Rewrite the listing below in full, requests included, adding -110 to both coordinates of every marker point. Leave the sample points in the requests unchanged.
┌────────
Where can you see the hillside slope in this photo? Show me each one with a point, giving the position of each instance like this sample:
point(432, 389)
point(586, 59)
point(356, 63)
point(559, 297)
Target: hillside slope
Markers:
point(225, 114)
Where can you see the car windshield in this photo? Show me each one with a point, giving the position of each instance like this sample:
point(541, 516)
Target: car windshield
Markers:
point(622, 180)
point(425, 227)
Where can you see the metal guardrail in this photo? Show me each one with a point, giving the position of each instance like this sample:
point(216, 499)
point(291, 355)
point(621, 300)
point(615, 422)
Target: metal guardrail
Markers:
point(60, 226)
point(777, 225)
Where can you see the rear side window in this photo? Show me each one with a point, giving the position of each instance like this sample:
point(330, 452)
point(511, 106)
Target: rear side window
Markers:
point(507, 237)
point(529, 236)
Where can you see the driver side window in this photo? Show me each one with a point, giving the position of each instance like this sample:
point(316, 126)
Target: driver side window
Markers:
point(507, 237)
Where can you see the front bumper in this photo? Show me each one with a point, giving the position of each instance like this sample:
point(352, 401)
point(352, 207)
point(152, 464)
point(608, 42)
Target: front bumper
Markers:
└────────
*Exercise response*.
Where can you see the hillside slope in this photo? Show me each one with a point, giving the position of each instance like this sample:
point(432, 389)
point(586, 59)
point(356, 63)
point(559, 297)
Target: hillside slope
Markers:
point(115, 4)
Where can you see the car windshield in this photo? Show me each one with a point, giving the position of each instance like this sample:
point(541, 516)
Target: car windshield
Markers:
point(512, 70)
point(315, 117)
Where can you see the metal guardrail in this photo? Show me each one with a point, giving the position of each instance like this sample:
point(216, 499)
point(291, 355)
point(621, 300)
point(615, 422)
Target: metal guardrail
Markers:
point(-50, 116)
point(667, 115)
Where can you see the rear side window in this photo? Show me each one with a point, giving the position of each instance like this sample:
point(330, 452)
point(511, 106)
Target: rear side window
Markers:
point(397, 127)
point(419, 126)
Where can you see the driver side window in this photo? Show me each one with a point, giving the position of each instance like this sample:
point(316, 126)
Target: driver side window
Markers:
point(397, 127)
Where can you see the front bumper in this photo? Show me each one with a point, giving the position of each instance like this sample:
point(352, 401)
point(352, 207)
point(152, 464)
point(608, 42)
Target: front bumper
Markers:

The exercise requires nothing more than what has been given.